_Record list_.
=-=-=-=-=
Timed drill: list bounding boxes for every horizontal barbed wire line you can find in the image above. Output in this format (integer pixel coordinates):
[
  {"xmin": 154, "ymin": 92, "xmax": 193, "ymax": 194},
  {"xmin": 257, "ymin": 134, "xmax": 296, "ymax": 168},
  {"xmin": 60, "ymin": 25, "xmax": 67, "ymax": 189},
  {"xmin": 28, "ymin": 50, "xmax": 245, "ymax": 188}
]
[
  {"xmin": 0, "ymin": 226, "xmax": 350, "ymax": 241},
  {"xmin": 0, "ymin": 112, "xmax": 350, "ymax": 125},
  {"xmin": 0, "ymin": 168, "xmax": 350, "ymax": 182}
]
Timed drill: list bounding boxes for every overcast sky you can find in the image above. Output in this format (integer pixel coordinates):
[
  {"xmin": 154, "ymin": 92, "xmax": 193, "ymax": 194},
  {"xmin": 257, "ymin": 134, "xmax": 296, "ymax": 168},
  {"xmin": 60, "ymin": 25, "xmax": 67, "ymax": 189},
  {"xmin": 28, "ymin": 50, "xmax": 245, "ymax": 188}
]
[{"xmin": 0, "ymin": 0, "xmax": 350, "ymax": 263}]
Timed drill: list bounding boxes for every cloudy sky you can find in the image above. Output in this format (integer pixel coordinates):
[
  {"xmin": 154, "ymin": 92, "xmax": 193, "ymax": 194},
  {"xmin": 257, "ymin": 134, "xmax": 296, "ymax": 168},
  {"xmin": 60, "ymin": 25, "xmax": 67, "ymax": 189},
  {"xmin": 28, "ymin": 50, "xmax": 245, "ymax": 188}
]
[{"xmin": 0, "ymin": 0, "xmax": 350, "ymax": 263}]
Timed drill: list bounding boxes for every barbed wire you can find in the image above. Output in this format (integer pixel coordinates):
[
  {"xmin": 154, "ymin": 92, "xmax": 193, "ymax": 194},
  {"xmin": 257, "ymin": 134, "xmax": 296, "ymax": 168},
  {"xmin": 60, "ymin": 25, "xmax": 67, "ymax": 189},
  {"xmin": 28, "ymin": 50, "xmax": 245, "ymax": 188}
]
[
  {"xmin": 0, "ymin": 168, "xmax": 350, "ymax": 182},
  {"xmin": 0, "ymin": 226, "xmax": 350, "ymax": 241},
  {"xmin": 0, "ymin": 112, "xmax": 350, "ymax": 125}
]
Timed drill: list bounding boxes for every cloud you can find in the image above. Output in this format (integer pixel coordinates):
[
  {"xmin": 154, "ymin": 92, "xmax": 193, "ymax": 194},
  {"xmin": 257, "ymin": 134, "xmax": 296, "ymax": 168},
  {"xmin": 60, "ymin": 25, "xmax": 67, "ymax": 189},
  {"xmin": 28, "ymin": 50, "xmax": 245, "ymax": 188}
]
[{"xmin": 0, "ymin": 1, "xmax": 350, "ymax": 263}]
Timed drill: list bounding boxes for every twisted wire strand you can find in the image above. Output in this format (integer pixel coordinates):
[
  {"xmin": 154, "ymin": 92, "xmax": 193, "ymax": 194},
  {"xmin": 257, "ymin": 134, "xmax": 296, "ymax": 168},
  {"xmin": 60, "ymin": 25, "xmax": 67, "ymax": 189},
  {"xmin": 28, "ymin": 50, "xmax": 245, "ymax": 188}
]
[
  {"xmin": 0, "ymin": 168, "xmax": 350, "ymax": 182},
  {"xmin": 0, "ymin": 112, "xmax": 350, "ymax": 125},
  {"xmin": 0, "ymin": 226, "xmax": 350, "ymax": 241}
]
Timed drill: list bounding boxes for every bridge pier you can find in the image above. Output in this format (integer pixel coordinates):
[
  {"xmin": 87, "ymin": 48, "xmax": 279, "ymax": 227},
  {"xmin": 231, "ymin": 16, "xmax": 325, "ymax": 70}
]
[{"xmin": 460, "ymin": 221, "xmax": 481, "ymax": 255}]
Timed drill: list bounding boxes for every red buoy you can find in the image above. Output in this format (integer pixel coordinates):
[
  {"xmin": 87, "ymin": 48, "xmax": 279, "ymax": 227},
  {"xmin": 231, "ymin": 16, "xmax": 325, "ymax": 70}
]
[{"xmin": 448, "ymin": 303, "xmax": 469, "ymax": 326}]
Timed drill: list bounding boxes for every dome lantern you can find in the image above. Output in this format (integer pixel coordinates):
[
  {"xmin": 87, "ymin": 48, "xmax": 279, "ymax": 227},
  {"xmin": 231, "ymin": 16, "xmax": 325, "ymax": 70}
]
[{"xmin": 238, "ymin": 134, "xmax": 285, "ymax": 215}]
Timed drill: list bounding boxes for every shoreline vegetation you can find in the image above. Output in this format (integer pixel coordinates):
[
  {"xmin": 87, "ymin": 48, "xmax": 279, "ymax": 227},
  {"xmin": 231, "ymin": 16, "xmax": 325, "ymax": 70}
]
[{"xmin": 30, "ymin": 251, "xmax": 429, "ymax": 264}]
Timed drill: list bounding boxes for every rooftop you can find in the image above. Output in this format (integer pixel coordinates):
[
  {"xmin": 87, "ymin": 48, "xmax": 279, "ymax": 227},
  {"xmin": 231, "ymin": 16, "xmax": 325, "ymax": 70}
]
=-=-=-=-=
_The request_. Can you arrange the lines above, from the one containing "Timed drill: list bounding boxes for every dome" through the last line, both included, as a JSON list of strings with one string per line and blank lines left out?

_Result_.
[
  "Timed drill: list bounding boxes for every dome lantern you can find in the image above. Output in this format (integer pixel coordinates):",
  "[",
  "  {\"xmin\": 87, \"ymin\": 48, \"xmax\": 279, \"ymax\": 227},",
  "  {\"xmin\": 231, \"ymin\": 16, \"xmax\": 325, \"ymax\": 70}",
  "]",
  "[{\"xmin\": 238, \"ymin\": 134, \"xmax\": 285, \"ymax\": 215}]",
  "Timed drill: list bounding boxes for every shoreline vegetation you can find in the image above. Output in this format (integer pixel coordinates):",
  "[",
  "  {\"xmin\": 87, \"ymin\": 48, \"xmax\": 279, \"ymax\": 227},",
  "  {\"xmin\": 231, \"ymin\": 16, \"xmax\": 325, \"ymax\": 70}",
  "]",
  "[{\"xmin\": 30, \"ymin\": 251, \"xmax\": 429, \"ymax\": 264}]",
  "Timed drill: list bounding boxes for every rooftop you can find in the image above. Output in this format (integer pixel coordinates):",
  "[",
  "  {\"xmin\": 87, \"ymin\": 48, \"xmax\": 279, \"ymax\": 227},",
  "  {\"xmin\": 231, \"ymin\": 16, \"xmax\": 325, \"ymax\": 70}",
  "]"
]